**DATA**
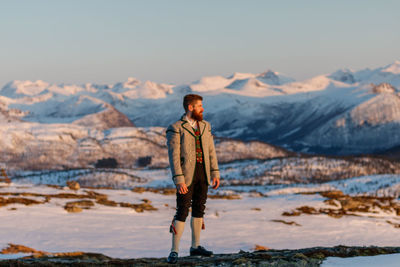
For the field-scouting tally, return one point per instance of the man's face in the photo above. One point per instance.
(197, 110)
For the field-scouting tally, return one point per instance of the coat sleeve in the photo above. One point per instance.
(174, 152)
(213, 157)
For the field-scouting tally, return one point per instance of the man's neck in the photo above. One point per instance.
(191, 120)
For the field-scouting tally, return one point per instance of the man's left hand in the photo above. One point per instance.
(215, 183)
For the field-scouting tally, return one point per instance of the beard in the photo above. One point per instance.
(197, 116)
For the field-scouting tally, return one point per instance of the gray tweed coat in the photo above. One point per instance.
(182, 151)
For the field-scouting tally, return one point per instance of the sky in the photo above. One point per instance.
(180, 41)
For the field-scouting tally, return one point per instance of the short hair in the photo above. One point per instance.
(189, 100)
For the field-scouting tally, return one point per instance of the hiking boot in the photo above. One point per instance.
(200, 251)
(173, 257)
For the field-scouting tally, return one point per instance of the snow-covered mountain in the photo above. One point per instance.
(344, 112)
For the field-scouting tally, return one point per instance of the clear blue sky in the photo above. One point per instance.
(181, 41)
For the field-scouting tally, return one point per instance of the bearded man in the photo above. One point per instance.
(194, 167)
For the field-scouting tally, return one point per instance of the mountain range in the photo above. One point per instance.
(345, 112)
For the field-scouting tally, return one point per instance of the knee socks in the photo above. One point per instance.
(196, 224)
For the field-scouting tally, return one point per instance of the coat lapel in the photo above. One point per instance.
(202, 127)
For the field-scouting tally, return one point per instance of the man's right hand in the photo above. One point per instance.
(181, 188)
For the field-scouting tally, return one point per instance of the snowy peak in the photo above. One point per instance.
(274, 78)
(23, 88)
(392, 68)
(383, 88)
(344, 75)
(134, 88)
(241, 82)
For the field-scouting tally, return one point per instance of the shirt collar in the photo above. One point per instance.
(191, 122)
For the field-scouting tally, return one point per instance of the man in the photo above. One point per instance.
(194, 166)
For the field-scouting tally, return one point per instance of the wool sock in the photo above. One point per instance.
(196, 224)
(176, 238)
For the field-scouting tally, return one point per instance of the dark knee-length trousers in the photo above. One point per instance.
(196, 196)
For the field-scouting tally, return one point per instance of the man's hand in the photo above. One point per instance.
(181, 188)
(215, 183)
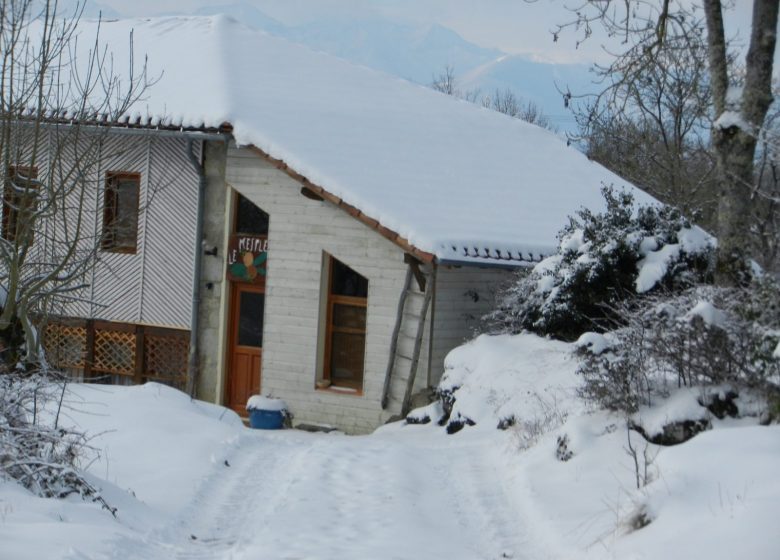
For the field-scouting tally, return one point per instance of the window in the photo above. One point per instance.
(345, 335)
(120, 212)
(19, 194)
(250, 219)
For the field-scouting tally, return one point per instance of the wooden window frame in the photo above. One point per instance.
(12, 202)
(107, 241)
(330, 329)
(236, 205)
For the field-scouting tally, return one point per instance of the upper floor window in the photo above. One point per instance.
(250, 220)
(345, 335)
(120, 212)
(19, 196)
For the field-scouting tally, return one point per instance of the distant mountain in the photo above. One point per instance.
(246, 14)
(539, 82)
(420, 52)
(412, 52)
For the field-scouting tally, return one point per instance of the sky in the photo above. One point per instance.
(514, 26)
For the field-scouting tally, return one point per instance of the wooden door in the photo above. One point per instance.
(245, 353)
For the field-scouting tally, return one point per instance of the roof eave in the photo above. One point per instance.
(353, 211)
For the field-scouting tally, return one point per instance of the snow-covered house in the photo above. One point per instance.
(340, 230)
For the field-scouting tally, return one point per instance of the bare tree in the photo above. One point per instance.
(654, 131)
(646, 26)
(57, 100)
(445, 82)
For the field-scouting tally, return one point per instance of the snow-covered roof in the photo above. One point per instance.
(463, 183)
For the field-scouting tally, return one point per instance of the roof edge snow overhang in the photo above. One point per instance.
(353, 211)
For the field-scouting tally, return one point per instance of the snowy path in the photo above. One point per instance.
(291, 495)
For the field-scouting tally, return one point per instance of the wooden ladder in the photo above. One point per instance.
(400, 362)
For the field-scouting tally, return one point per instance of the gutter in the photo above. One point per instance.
(487, 263)
(192, 357)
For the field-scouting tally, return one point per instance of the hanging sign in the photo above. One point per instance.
(247, 256)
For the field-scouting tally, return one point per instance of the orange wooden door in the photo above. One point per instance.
(246, 344)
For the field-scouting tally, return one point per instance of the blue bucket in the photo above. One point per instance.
(266, 419)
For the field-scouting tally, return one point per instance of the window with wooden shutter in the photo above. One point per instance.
(120, 212)
(345, 336)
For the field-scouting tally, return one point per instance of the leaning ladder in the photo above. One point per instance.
(396, 357)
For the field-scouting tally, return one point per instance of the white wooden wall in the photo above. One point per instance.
(300, 231)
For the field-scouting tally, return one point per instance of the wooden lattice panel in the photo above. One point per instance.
(114, 352)
(165, 358)
(65, 345)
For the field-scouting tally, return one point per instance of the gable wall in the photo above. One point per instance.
(154, 285)
(300, 230)
(463, 296)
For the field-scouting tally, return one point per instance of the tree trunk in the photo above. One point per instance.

**TASK TO COMPLETE**
Convert the entries above into a Markdown table with the columns Row and Line, numbering each non-blank line in order and skipping blank lines. Omit the pictures from the table.

**ANSWER**
| Row | Line |
|---|---|
| 1 | For the field-scouting tally, return one point per instance of the man's face in the photo above. One point per instance. |
| 2 | (197, 110) |
| 3 | For the field-scouting tally, return one point per instance of the coat sleeve in the photo above. One point per instance. |
| 4 | (174, 152) |
| 5 | (213, 157) |
| 6 | For the field-scouting tally, return one point per instance of the man's neck in the photo above. One point per instance. |
| 7 | (191, 120) |
| 8 | For the field-scouting tally, return one point per instance of the man's left hand in the photo above. One point per instance. |
| 9 | (215, 183) |
| 10 | For the field-scouting tally, return one point per instance of the beard in the photo above. One point per instance. |
| 11 | (197, 116) |
| 12 | For the field-scouting tally, return one point per instance of the gray tweed coat in the photo above. One point per instance. |
| 13 | (182, 151) |
| 14 | For the field-scouting tally, return one point per instance of the sky in the photo above. One point per instance. |
| 15 | (180, 41) |
| 16 | For the field-scouting tally, return one point per instance of the short hair in the photo above. One point per instance. |
| 17 | (189, 100) |
| 18 | For the field-scouting tally, return one point per instance of the hiking boot in the photo above. One point per instance. |
| 19 | (200, 251) |
| 20 | (173, 257) |
| 21 | For the field-scouting tally, return one point per instance of the snow-covered mountain in the photo above. One point per instance. |
| 22 | (344, 112) |
| 23 | For the field-scouting tally, return one point per instance of the clear blue sky in the photo above. One point per instance. |
| 24 | (181, 41) |
| 25 | For the field-scouting tally, return one point per instance of the bearded man in the photo above. One point per instance. |
| 26 | (194, 167) |
| 27 | For the field-scouting tally, return one point per instance of the mountain range in the photo above. One point per instance. |
| 28 | (345, 112) |
| 29 | For the field-scouting tally, return one point per instance of the knee socks in the photo above. One point per instance. |
| 30 | (196, 224) |
| 31 | For the field-scouting tally, return one point per instance of the coat lapel in the photo above. One point per instance. |
| 32 | (202, 127) |
| 33 | For the field-scouting tally, return one point per instance of the man's right hand in the photo above. One point per instance. |
| 34 | (181, 188) |
| 35 | For the field-scouting tally, return one point per instance of the snowy peak in the photo above. One point per instance. |
| 36 | (274, 78) |
| 37 | (23, 88) |
| 38 | (392, 68) |
| 39 | (383, 88) |
| 40 | (344, 75) |
| 41 | (134, 88) |
| 42 | (241, 82) |
| 43 | For the field-scouting tally, return one point per instance of the shirt collar in the photo above. One point per instance. |
| 44 | (191, 122) |
| 45 | For the field-scouting tally, return one point per instance of the man in the photo above. One point per instance. |
| 46 | (194, 166) |
| 47 | For the field-scouting tally, return one point per instance of the wool sock in the photo above. One point per instance. |
| 48 | (196, 224) |
| 49 | (176, 238) |
| 50 | For the field-scouting tally, return one point per instance of the dark knee-length trousers in the photo above. One point per instance. |
| 51 | (196, 196) |
| 52 | For the field-scouting tally, return one point per instance of the man's hand in the photo above. One point per instance. |
| 53 | (181, 188) |
| 54 | (215, 183) |
| 55 | For the field-scouting tally, return one point per instance of the window in the photo above. One point per instance. |
| 56 | (345, 335) |
| 57 | (120, 212) |
| 58 | (19, 194) |
| 59 | (250, 219) |
| 60 | For the field-scouting tally, return one point per instance of the wooden window frame in the photo above. One point per instance. |
| 61 | (12, 202) |
| 62 | (107, 241) |
| 63 | (330, 329) |
| 64 | (236, 205) |
| 65 | For the field-scouting tally, return one point per instance of the upper floor window in the photo above. One point per instance. |
| 66 | (250, 220) |
| 67 | (345, 335) |
| 68 | (120, 212) |
| 69 | (19, 196) |
| 70 | For the field-scouting tally, return one point per instance of the distant mountain in the photo above. One point per instance. |
| 71 | (246, 14) |
| 72 | (539, 82) |
| 73 | (420, 52) |
| 74 | (412, 52) |
| 75 | For the field-scouting tally, return one point per instance of the sky in the photo above. One point per instance. |
| 76 | (514, 26) |
| 77 | For the field-scouting tally, return one point per instance of the wooden door in the photo above. One point per instance. |
| 78 | (245, 353) |
| 79 | For the field-scouting tally, return one point per instance of the roof eave in the photo above. One point per instance. |
| 80 | (353, 211) |
| 81 | For the field-scouting tally, return one point per instance of the snow-covered house in the photo above. One point per instance. |
| 82 | (340, 230) |
| 83 | For the field-scouting tally, return one point per instance of the bare tree in the photo above. One point per instance. |
| 84 | (654, 131) |
| 85 | (646, 26) |
| 86 | (57, 100) |
| 87 | (445, 82) |
| 88 | For the field-scouting tally, return one point per instance of the snow-covered roof in the photo above. One point per instance. |
| 89 | (463, 183) |
| 90 | For the field-scouting tally, return one point per instance of the roof edge snow overhang in the photo above. One point per instance. |
| 91 | (353, 211) |
| 92 | For the field-scouting tally, return one point per instance of the snowy path in the photo above. One point per instance. |
| 93 | (291, 495) |
| 94 | For the field-scouting tally, return one point per instance of the wooden ladder in the photo above. One point per instance. |
| 95 | (400, 362) |
| 96 | For the field-scouting tally, return one point per instance of the gutter in the photo above. One point per instance. |
| 97 | (487, 263) |
| 98 | (192, 357) |
| 99 | For the field-scouting tally, return one point per instance of the hanging sign in the photo above. One point per instance. |
| 100 | (247, 256) |
| 101 | For the field-scouting tally, return one point per instance of the orange wooden door in the photo above. One point per instance. |
| 102 | (246, 344) |
| 103 | For the field-scouting tally, return one point per instance of the blue bucket in the photo above. One point per instance. |
| 104 | (266, 419) |
| 105 | For the field-scouting tally, return one point per instance of the window with wooden shutter in the photo above. One point per instance. |
| 106 | (120, 212) |
| 107 | (345, 336) |
| 108 | For the field-scouting tally, return one point per instance of the leaning ladder in the photo above. One point per instance. |
| 109 | (396, 357) |
| 110 | For the field-scouting tally, return one point per instance of the white wooden wall in the photo above. One point per instance. |
| 111 | (300, 231) |
| 112 | For the field-scouting tally, return one point per instance of the wooden lattice panel in the photo above. One point per instance. |
| 113 | (114, 352) |
| 114 | (165, 358) |
| 115 | (65, 345) |
| 116 | For the field-scouting tally, return one point per instance of the gable wall in the photo above. One point per instance. |
| 117 | (154, 285) |
| 118 | (300, 230) |
| 119 | (463, 296) |
| 120 | For the field-scouting tally, return one point per instance of the tree trunk in the photo above. One point per instance. |